* **Text**
───

St Ambrose Barlow RC High School is a secondary school located in Wardley, Greater Manchester, England. The school is named after St Ambrose Barlow, one of the Forty Martyrs of England and Wales.

The school serves a wide range of parishes including St Charles' RC Primary School in Swinton, St Mark's RC Primary School in Pendlebury, St Mary's RC Primary School in Swinton, St Luke's RC Primary School in Irlams o' th' Height, St Edmund's RC Primary School in Little Hulton and Christ the King RC Primary School in Walkden. St Ambrose Barlow has been accredited with many national awards including National Teaching School status, the School Inclusion Award and Dyslexia Friendly Status. The majority of pupils are baptised Roman Catholic.

==History==
The school was established on land at Shaftesbury Road in nearby Swinton. Building work commenced on Ash Wednesday 1953 and the school entered use in January 1955 with the official opening and blessing on 16 February 1955, by Bishop Henry Vincent Marshall.

───

* **Your goal**
Resume the text about St Ambrose Barlow RC High School after its last sentence. The entries come from a separate source and are unrelated to the text about the school.

───

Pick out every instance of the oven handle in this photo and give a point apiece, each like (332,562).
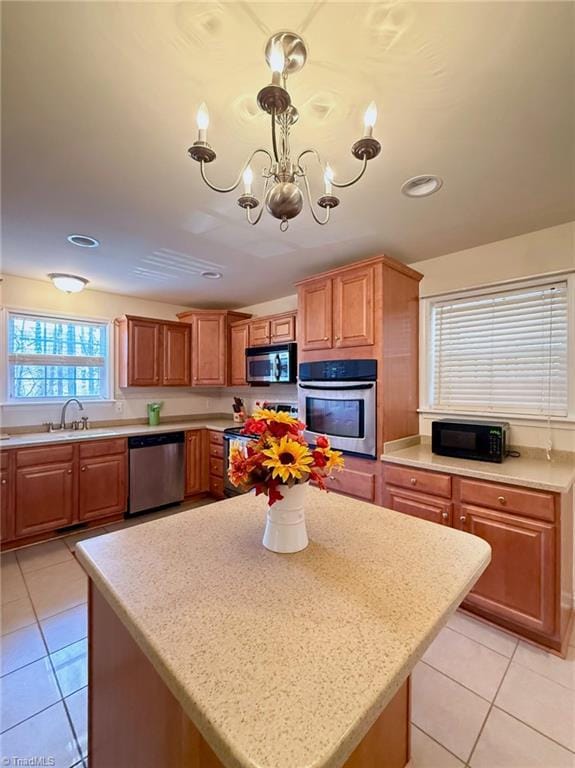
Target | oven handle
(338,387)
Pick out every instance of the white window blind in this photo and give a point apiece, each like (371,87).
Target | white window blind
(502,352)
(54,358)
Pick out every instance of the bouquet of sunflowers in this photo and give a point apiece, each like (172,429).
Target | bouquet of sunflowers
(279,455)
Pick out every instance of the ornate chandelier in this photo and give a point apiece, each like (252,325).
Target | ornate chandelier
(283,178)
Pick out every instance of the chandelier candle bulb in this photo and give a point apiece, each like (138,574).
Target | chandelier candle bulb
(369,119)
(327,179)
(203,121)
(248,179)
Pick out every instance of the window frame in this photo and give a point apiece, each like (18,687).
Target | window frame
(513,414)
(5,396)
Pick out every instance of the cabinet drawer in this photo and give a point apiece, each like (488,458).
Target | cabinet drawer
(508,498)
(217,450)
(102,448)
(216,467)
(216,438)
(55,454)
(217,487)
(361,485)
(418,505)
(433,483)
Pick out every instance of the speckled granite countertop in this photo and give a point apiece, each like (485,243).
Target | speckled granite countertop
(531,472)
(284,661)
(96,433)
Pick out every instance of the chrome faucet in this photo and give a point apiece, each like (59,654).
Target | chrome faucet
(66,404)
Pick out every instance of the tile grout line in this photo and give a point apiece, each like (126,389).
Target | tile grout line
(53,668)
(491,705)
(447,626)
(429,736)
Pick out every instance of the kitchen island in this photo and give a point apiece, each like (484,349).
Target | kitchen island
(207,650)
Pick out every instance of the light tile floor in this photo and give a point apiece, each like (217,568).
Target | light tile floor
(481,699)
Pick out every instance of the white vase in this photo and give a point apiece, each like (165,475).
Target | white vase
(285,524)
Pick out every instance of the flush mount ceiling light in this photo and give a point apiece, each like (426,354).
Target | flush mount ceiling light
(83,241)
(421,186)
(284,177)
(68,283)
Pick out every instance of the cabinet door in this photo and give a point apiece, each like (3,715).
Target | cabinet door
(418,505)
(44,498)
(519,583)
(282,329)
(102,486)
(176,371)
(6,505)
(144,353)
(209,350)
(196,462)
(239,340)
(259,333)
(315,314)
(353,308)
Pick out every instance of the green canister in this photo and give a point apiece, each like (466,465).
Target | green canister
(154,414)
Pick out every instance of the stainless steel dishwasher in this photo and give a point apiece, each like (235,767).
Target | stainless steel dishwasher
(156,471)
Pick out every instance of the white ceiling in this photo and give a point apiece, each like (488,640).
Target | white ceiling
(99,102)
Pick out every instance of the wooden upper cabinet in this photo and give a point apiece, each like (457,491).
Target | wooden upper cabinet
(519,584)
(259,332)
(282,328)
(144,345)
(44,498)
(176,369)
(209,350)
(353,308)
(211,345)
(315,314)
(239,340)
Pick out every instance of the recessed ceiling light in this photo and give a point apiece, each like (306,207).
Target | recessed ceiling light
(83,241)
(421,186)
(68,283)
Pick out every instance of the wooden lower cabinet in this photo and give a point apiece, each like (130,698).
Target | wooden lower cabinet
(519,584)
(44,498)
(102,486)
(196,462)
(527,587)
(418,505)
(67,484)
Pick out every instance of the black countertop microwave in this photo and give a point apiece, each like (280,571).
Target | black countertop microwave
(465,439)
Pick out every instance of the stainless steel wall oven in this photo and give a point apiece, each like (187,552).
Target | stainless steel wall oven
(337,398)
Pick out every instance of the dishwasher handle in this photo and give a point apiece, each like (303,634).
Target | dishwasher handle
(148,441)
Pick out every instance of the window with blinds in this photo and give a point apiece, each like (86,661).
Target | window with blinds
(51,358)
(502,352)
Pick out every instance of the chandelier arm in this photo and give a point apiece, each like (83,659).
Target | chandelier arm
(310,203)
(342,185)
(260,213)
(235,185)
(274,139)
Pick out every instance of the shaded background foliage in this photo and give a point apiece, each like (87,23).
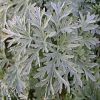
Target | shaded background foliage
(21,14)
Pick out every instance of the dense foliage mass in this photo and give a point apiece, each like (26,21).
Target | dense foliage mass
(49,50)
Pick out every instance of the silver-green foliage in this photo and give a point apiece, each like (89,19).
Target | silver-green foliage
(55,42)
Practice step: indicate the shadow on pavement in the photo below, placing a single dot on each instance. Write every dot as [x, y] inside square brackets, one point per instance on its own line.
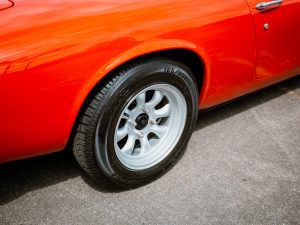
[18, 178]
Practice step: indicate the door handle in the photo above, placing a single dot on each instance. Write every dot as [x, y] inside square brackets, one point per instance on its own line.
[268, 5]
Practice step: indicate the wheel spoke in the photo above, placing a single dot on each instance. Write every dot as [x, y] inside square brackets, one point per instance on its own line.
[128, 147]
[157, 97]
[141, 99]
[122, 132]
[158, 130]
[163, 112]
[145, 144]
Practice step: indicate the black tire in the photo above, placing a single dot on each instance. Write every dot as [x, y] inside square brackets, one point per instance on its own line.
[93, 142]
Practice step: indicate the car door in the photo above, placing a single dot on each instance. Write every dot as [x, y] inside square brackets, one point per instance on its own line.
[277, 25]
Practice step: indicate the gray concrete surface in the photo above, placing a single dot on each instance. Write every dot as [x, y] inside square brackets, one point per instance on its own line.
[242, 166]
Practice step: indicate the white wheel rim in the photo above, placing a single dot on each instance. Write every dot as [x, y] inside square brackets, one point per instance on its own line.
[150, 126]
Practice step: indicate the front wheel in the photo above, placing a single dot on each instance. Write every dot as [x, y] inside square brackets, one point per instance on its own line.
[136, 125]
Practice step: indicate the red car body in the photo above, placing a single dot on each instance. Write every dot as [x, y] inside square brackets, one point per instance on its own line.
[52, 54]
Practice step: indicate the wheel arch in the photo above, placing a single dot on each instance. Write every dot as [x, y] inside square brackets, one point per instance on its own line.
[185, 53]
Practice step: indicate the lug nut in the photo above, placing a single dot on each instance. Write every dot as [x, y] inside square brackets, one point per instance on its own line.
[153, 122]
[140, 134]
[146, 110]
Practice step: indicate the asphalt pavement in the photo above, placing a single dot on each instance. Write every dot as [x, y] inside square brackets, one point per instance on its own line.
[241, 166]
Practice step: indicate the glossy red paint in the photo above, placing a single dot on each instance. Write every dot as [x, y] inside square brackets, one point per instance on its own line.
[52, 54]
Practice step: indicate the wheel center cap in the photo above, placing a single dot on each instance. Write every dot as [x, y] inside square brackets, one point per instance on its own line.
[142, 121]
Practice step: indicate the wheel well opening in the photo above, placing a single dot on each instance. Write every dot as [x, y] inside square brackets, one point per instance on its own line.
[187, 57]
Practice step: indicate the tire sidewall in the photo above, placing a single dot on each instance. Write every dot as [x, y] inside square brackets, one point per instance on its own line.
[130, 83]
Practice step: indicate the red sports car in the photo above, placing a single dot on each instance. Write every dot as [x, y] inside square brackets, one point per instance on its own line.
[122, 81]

───

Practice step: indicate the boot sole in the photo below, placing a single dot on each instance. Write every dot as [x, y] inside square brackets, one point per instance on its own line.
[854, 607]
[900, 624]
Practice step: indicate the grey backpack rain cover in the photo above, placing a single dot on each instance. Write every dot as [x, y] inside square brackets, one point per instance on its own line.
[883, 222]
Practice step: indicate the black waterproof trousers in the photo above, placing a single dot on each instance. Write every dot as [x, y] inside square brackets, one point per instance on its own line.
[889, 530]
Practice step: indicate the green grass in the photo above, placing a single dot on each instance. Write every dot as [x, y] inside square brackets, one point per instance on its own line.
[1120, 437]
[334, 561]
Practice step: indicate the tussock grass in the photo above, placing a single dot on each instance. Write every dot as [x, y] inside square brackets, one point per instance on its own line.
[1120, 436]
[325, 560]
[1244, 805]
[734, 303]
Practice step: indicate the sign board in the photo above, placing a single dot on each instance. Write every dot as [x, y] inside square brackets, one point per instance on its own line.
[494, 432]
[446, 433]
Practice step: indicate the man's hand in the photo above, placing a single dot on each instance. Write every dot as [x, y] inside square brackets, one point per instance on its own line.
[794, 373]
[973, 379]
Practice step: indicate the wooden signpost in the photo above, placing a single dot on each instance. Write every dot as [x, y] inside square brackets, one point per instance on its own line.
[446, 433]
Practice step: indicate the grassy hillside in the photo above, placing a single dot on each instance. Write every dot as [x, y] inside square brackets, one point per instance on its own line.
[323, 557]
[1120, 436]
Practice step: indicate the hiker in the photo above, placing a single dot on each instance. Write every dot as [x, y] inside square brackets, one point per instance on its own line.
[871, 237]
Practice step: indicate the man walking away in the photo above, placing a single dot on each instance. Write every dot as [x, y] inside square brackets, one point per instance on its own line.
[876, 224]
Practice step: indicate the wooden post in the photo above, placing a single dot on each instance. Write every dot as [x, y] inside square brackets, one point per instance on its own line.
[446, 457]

───

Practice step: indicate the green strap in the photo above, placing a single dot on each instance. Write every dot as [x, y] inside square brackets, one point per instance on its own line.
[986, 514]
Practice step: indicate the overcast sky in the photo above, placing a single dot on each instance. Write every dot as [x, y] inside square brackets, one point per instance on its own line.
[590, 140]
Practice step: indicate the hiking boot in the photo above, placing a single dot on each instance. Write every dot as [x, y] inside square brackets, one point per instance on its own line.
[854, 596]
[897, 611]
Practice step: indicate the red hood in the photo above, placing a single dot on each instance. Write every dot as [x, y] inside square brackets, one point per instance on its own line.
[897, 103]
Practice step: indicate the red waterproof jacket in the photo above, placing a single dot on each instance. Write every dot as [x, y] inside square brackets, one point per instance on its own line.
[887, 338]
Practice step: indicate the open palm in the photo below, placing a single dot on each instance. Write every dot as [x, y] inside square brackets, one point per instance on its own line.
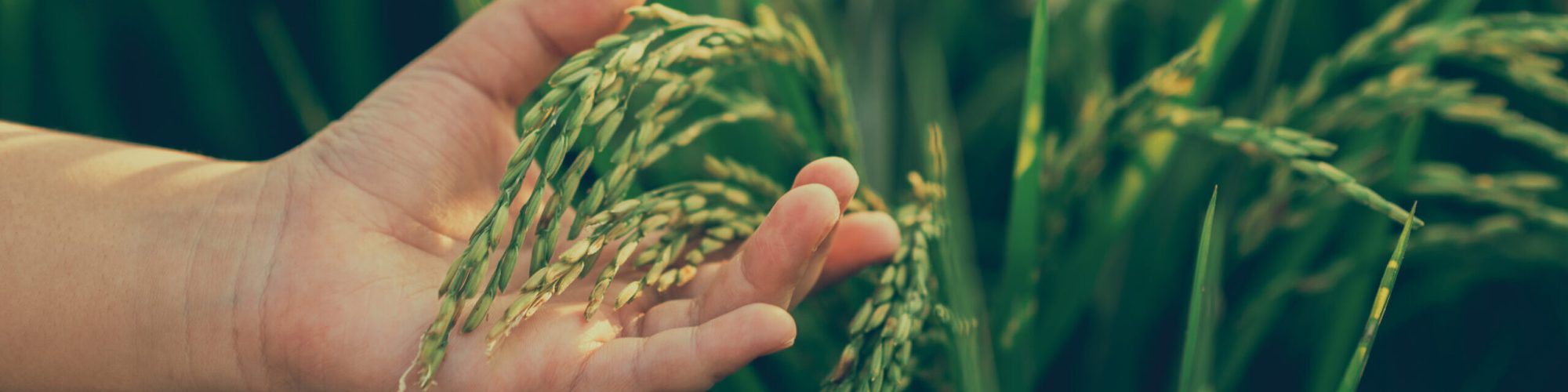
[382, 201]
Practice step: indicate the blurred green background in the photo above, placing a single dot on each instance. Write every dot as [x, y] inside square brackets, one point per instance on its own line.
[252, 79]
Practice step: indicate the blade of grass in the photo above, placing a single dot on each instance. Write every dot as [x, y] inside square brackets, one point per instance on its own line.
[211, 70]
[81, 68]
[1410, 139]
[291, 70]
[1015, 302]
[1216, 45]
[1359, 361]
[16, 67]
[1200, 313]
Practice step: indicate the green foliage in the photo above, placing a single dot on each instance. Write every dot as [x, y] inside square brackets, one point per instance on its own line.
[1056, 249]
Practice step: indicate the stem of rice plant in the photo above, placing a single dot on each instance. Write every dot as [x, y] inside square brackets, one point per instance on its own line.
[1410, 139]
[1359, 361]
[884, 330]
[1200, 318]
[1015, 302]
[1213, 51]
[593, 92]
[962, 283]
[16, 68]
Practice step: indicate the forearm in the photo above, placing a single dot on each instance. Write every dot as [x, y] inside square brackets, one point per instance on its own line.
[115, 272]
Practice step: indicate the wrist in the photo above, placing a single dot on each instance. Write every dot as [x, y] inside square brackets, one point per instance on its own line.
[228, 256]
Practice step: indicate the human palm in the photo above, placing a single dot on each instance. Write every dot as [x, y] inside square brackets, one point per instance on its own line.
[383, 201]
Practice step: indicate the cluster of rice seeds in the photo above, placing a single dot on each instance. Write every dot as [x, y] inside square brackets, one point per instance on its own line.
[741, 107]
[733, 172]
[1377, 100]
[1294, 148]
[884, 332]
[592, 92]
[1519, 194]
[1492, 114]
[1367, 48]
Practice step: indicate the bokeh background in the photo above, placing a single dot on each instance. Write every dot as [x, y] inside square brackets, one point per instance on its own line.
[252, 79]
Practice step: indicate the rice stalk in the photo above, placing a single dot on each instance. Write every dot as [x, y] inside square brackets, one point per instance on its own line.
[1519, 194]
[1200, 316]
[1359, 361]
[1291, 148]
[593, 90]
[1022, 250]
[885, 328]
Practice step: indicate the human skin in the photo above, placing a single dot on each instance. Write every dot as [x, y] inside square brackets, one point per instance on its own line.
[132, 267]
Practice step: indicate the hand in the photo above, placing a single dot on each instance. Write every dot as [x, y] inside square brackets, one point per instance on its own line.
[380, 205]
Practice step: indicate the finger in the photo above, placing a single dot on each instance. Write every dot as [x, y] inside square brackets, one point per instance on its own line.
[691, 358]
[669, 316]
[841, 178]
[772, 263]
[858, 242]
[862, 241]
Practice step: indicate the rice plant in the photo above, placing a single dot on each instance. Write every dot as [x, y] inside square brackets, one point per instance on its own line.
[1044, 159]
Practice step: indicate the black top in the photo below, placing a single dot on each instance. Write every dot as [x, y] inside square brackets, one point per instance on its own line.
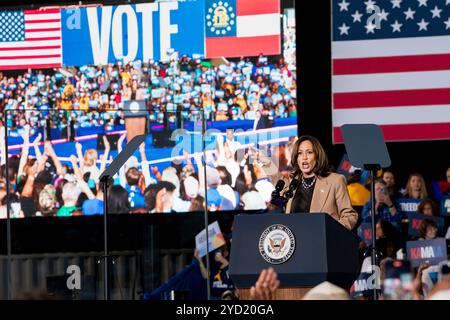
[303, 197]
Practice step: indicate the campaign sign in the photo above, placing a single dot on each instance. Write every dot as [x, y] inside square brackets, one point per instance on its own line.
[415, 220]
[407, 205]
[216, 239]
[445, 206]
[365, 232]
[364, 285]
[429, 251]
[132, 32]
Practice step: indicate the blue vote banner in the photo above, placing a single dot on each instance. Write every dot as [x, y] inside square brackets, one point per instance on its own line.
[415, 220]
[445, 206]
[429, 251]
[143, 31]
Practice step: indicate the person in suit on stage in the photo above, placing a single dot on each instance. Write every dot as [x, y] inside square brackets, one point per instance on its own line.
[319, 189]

───

* **Answer space**
In April 2013, the school moved into a new building in Wardley near Swinton. St George's RC High School closed in August 2014 with most pupils transferring to St Ambrose Barlow.

==Ofsted==
In 2018 an inspection of the school was carried out in accordance with Section 48 of the Education Act 2005. The Diocese of Salford awarded the school "Good" in all seven categories.

At another inspection carried out by Ofsted in 2018, the school was rated as "requires improvement"

Another Ofsted inspection was carried out in March 2022, the school was rated as “requires improvement”

==Leadership==
Executive Principal, Mrs. C. M. Garside, was awarded CBE for Services to Education in January 2015.

Mr Ben Davis was appointed as the Headteacher of St Ambrose Barlow in 2015.

==In popular culture==
The old site of St Ambrose Barlow was used for filming the CBBC show 4 O'Clock Club for both interior and exterior shots. The site was first used for filming in the summer of 2013 for the third series which began airing in January 2014. The site continued to be the building for the fictional Elmsmere Manor High School until 2017 when production moved to a former school in Walkden.

The former site was used as the set of Waterloo Road, from January 2023 until February 2024, from Series 14 onwards the school will move to the former Nicholls Campus of The Manchester College as Waterloo Road joined the trust and relocated to a new premises.